[Part of a data file]

— Start —

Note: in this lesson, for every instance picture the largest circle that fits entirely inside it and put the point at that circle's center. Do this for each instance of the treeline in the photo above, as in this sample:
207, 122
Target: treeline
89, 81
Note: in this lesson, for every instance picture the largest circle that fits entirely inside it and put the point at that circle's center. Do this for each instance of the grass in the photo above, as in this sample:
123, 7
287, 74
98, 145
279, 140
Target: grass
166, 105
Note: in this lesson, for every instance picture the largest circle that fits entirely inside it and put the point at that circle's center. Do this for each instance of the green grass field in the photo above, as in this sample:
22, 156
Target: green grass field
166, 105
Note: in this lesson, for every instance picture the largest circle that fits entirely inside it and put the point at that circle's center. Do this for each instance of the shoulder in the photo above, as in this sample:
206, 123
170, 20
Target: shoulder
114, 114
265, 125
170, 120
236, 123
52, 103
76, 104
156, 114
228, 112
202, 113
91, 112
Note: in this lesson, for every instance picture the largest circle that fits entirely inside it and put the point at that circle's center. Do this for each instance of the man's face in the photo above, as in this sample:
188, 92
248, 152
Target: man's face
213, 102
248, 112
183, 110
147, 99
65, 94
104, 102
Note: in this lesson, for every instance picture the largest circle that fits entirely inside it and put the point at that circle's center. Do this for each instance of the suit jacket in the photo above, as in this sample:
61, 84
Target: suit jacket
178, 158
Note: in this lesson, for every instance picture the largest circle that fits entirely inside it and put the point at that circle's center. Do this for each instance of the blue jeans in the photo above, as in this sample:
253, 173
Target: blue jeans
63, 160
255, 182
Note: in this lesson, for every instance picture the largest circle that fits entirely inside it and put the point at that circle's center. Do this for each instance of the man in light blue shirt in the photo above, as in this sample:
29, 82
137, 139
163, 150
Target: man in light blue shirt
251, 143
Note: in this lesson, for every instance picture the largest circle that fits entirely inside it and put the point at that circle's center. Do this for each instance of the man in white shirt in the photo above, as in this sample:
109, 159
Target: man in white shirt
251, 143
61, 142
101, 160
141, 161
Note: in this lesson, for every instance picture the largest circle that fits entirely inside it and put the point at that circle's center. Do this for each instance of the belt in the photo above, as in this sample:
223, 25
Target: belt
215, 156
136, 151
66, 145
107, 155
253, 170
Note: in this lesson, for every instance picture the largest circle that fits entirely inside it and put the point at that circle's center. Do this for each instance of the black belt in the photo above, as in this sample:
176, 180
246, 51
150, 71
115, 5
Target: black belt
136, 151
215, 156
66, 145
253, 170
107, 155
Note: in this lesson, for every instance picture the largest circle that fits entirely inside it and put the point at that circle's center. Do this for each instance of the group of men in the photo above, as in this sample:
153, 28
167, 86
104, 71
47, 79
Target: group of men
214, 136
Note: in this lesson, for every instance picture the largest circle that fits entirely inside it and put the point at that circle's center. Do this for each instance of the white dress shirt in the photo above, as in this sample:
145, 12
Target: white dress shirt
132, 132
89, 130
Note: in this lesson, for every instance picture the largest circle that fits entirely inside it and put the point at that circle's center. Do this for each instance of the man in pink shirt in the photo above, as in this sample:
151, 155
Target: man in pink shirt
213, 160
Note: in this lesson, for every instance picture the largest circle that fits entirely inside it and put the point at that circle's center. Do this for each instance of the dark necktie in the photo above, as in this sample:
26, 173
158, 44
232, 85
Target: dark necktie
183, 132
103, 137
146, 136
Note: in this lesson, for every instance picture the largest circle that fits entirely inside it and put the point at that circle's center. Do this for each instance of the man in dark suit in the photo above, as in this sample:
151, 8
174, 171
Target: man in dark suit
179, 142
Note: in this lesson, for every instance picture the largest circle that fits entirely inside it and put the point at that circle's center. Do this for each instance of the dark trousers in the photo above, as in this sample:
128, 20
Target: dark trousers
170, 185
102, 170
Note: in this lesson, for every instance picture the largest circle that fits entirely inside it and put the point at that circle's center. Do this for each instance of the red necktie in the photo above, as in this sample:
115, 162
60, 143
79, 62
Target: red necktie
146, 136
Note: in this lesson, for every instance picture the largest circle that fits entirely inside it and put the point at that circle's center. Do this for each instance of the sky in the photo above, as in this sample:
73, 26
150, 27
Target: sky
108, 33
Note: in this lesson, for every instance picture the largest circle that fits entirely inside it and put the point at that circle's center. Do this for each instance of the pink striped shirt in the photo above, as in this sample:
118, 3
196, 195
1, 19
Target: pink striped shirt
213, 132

— End —
— Start —

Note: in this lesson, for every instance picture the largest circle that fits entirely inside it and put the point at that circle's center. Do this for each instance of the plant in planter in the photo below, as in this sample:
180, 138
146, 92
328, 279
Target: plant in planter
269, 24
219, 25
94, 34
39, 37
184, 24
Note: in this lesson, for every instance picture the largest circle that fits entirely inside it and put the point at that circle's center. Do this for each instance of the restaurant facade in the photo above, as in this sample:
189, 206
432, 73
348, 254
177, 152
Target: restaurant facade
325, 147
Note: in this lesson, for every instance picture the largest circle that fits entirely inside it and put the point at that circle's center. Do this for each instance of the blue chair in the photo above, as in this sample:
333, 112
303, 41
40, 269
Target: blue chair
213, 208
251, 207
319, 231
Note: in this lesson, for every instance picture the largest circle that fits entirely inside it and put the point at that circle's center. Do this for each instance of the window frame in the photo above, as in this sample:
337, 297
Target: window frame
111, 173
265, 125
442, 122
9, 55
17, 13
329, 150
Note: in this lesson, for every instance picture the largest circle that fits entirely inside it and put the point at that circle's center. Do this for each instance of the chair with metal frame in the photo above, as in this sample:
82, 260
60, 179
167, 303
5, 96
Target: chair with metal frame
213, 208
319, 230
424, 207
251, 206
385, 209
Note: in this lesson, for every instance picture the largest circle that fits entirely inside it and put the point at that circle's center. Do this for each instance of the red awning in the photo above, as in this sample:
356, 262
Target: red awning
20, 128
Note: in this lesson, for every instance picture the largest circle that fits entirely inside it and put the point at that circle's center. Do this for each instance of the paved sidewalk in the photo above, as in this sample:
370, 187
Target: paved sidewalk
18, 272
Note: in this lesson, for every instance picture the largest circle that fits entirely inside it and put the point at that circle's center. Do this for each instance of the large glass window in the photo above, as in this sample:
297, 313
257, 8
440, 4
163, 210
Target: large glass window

— End —

**Problem requirements**
Report how many lines in the data file contain the word "paved". Give only the number.

**Right answer**
2